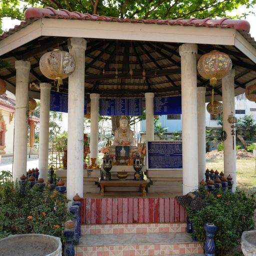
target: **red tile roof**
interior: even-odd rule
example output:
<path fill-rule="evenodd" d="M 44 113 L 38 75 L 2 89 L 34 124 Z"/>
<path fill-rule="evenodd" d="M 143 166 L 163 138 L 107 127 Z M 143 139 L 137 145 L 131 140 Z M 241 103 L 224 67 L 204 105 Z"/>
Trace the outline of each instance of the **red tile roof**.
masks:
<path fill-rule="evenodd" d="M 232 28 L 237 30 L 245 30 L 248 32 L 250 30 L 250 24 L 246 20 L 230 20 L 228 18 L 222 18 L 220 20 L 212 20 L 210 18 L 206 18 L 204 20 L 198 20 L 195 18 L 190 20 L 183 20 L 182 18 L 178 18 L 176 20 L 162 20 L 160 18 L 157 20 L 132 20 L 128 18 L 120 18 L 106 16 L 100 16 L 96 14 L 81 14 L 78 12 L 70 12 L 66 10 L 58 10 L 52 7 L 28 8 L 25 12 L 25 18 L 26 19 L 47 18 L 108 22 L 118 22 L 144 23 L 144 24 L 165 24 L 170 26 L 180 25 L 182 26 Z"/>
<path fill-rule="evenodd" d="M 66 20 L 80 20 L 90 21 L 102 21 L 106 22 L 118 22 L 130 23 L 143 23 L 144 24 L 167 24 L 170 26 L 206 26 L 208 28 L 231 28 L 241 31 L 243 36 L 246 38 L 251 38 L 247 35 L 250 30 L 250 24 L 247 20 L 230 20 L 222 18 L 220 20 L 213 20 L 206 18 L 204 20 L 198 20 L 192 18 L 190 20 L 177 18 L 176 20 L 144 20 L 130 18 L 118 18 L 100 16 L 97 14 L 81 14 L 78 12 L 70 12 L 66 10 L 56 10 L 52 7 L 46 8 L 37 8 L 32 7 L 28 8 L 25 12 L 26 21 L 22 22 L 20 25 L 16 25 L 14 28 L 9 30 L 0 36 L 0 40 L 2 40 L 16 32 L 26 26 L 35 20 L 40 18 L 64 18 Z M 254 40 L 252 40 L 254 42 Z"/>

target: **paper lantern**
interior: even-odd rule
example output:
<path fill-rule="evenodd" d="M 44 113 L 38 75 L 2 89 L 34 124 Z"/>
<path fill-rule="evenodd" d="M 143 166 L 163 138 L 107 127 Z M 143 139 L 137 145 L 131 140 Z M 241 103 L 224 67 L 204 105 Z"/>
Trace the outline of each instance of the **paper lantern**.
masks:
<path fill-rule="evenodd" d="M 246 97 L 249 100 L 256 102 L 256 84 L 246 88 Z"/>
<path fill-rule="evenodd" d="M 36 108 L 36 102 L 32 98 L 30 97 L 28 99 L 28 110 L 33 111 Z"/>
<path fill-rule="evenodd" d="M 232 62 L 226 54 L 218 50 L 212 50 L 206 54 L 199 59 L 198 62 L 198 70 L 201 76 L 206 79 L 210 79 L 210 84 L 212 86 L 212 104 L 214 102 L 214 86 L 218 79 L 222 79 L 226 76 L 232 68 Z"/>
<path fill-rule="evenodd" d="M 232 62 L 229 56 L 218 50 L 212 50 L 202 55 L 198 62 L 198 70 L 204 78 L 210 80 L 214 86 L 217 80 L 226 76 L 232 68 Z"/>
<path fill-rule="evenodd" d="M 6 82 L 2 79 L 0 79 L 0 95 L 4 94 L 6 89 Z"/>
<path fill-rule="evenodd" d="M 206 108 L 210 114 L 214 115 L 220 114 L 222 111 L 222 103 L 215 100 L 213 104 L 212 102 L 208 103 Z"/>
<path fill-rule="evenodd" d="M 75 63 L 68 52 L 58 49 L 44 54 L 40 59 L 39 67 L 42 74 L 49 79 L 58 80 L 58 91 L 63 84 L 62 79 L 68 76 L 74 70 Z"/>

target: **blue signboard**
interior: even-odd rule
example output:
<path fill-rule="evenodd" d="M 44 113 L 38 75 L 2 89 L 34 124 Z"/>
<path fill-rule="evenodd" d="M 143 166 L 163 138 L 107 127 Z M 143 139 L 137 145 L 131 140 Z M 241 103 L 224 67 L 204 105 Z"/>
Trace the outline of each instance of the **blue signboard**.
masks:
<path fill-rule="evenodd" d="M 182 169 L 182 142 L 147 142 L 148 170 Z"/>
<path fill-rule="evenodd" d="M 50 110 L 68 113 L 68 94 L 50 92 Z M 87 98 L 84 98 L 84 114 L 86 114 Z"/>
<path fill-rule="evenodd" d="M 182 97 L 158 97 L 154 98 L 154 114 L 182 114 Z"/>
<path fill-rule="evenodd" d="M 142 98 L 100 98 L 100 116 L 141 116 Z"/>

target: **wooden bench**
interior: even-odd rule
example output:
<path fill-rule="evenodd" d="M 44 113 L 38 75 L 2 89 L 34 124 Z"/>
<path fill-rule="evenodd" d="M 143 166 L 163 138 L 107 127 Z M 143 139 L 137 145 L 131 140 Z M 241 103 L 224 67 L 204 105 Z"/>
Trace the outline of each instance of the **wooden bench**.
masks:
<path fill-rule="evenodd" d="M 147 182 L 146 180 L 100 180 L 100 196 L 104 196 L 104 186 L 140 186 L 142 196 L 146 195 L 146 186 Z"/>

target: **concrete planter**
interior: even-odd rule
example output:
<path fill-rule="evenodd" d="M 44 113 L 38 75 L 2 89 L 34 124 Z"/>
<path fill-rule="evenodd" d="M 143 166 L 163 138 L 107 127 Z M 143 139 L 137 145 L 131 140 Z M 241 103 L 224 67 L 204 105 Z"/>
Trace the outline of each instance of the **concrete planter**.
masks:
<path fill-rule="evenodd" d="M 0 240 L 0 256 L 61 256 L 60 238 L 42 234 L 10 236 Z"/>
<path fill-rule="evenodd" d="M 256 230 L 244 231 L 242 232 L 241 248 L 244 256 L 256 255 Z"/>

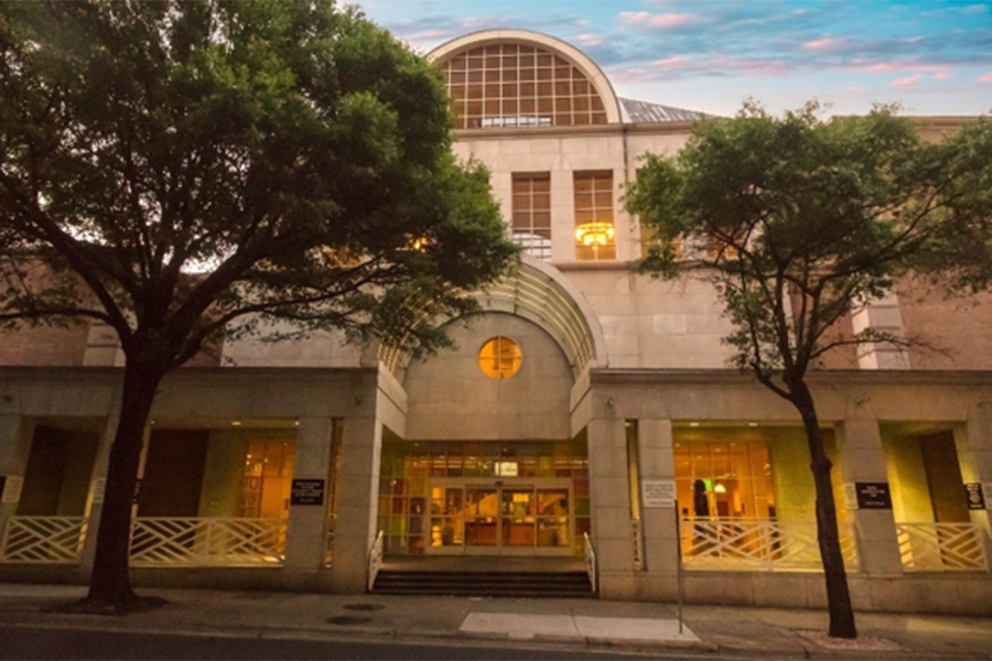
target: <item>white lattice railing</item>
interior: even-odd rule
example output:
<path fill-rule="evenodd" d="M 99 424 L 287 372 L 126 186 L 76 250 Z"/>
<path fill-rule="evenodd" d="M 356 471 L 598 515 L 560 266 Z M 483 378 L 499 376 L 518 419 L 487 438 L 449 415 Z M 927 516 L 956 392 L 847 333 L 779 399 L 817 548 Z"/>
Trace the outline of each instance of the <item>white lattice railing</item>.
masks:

→ **Exercise directions**:
Return all of the entries above verbatim, leaving out the pictures.

→ **Task result**:
target: **red tile roof**
interior: even-odd rule
example output:
<path fill-rule="evenodd" d="M 44 113 L 38 75 L 2 89 L 34 124 Z"/>
<path fill-rule="evenodd" d="M 143 166 L 163 138 L 107 127 Z M 143 139 L 137 145 L 131 140 Z M 241 103 L 224 67 L 204 105 Z"/>
Trace the outline of each instance of the **red tile roof**.
masks:
<path fill-rule="evenodd" d="M 232 28 L 237 30 L 245 30 L 248 32 L 250 30 L 250 24 L 246 20 L 230 20 L 228 18 L 222 18 L 220 20 L 212 20 L 210 18 L 206 18 L 204 20 L 198 20 L 195 18 L 190 20 L 183 20 L 182 18 L 178 18 L 176 20 L 162 20 L 160 18 L 157 20 L 132 20 L 128 18 L 120 18 L 106 16 L 100 16 L 96 14 L 81 14 L 78 12 L 70 12 L 66 10 L 58 10 L 52 7 L 28 8 L 25 12 L 25 18 L 26 19 L 47 18 L 108 22 L 118 22 L 144 23 L 144 24 L 165 24 L 170 26 L 180 25 L 182 26 Z"/>
<path fill-rule="evenodd" d="M 66 20 L 80 20 L 90 21 L 102 21 L 106 22 L 118 22 L 130 23 L 143 23 L 144 24 L 167 24 L 170 26 L 206 26 L 208 28 L 231 28 L 241 31 L 243 36 L 246 38 L 251 38 L 247 35 L 250 30 L 250 24 L 247 20 L 230 20 L 222 18 L 220 20 L 213 20 L 206 18 L 204 20 L 198 20 L 192 18 L 190 20 L 177 18 L 176 20 L 144 20 L 130 18 L 118 18 L 100 16 L 97 14 L 81 14 L 78 12 L 70 12 L 66 10 L 56 10 L 52 7 L 46 8 L 37 8 L 32 7 L 28 8 L 25 12 L 26 21 L 22 22 L 20 25 L 16 25 L 14 28 L 9 30 L 0 36 L 0 40 L 2 40 L 16 32 L 26 26 L 35 20 L 40 18 L 64 18 Z M 254 40 L 252 40 L 254 42 Z"/>

target: **paper lantern**
interior: even-odd rule
example output:
<path fill-rule="evenodd" d="M 44 113 L 38 75 L 2 89 L 34 124 Z"/>
<path fill-rule="evenodd" d="M 143 166 L 163 138 L 107 127 Z M 143 139 L 137 145 L 131 140 Z M 241 103 L 224 67 L 204 105 Z"/>
Trace the outline of each instance of the **paper lantern**.
masks:
<path fill-rule="evenodd" d="M 246 97 L 249 100 L 256 102 L 256 84 L 246 88 Z"/>
<path fill-rule="evenodd" d="M 36 108 L 36 102 L 32 98 L 30 97 L 28 99 L 28 110 L 33 111 Z"/>
<path fill-rule="evenodd" d="M 232 62 L 226 54 L 218 50 L 212 50 L 206 54 L 199 59 L 198 62 L 198 70 L 201 76 L 206 79 L 210 79 L 210 84 L 212 86 L 212 104 L 214 102 L 214 86 L 218 79 L 222 79 L 226 76 L 232 68 Z"/>
<path fill-rule="evenodd" d="M 232 62 L 229 56 L 218 50 L 212 50 L 202 55 L 198 62 L 198 70 L 204 78 L 210 80 L 214 86 L 217 80 L 226 76 L 232 68 Z"/>
<path fill-rule="evenodd" d="M 6 82 L 2 79 L 0 79 L 0 95 L 4 94 L 6 89 Z"/>
<path fill-rule="evenodd" d="M 206 108 L 210 114 L 214 115 L 220 114 L 222 111 L 222 103 L 215 100 L 213 104 L 212 102 L 208 103 Z"/>
<path fill-rule="evenodd" d="M 75 63 L 68 52 L 58 49 L 44 54 L 40 59 L 39 67 L 42 74 L 49 79 L 58 80 L 58 91 L 63 84 L 62 79 L 68 76 L 74 70 Z"/>

target: **blue signboard**
interior: even-odd rule
example output:
<path fill-rule="evenodd" d="M 44 113 L 38 75 L 2 89 L 34 124 Z"/>
<path fill-rule="evenodd" d="M 143 166 L 163 138 L 107 127 Z M 143 139 L 137 145 L 131 140 Z M 241 103 L 224 67 L 204 105 Z"/>
Trace the outline of each instance of the **blue signboard**.
masks:
<path fill-rule="evenodd" d="M 182 169 L 182 142 L 147 142 L 148 170 Z"/>
<path fill-rule="evenodd" d="M 50 110 L 68 113 L 68 94 L 50 92 Z M 87 98 L 84 98 L 84 114 L 86 114 Z"/>
<path fill-rule="evenodd" d="M 182 97 L 158 97 L 154 98 L 154 114 L 182 114 Z"/>
<path fill-rule="evenodd" d="M 142 98 L 100 98 L 100 116 L 141 116 Z"/>

target: **wooden bench**
interior: even-odd rule
example output:
<path fill-rule="evenodd" d="M 44 113 L 38 75 L 2 89 L 34 124 Z"/>
<path fill-rule="evenodd" d="M 143 166 L 163 138 L 107 127 Z M 143 139 L 137 145 L 131 140 Z M 241 103 L 224 67 L 204 105 Z"/>
Trace the outline of each instance of the **wooden bench**.
masks:
<path fill-rule="evenodd" d="M 147 182 L 146 180 L 100 180 L 100 196 L 104 196 L 104 186 L 140 186 L 142 196 L 146 195 L 146 186 Z"/>

target: **concrete planter**
interior: even-odd rule
example output:
<path fill-rule="evenodd" d="M 44 113 L 38 75 L 2 89 L 34 124 Z"/>
<path fill-rule="evenodd" d="M 143 166 L 163 138 L 107 127 Z M 143 139 L 137 145 L 131 140 Z M 241 103 L 224 67 L 204 105 Z"/>
Trace the outline of each instance of the **concrete planter**.
masks:
<path fill-rule="evenodd" d="M 0 240 L 0 256 L 61 256 L 60 238 L 42 234 L 10 236 Z"/>
<path fill-rule="evenodd" d="M 256 230 L 244 231 L 242 232 L 241 248 L 244 256 L 256 255 Z"/>

target: <item>white lattice railing</item>
interior: even-odd rule
example output:
<path fill-rule="evenodd" d="M 99 424 L 287 372 L 126 186 L 76 250 Z"/>
<path fill-rule="evenodd" d="M 356 471 L 598 515 L 560 266 Z M 483 378 L 499 376 L 518 419 L 487 438 L 449 415 Z M 927 516 L 956 392 L 847 333 L 779 399 L 817 548 Z"/>
Trace the outline of each instance of the <item>white lattice railing</item>.
masks:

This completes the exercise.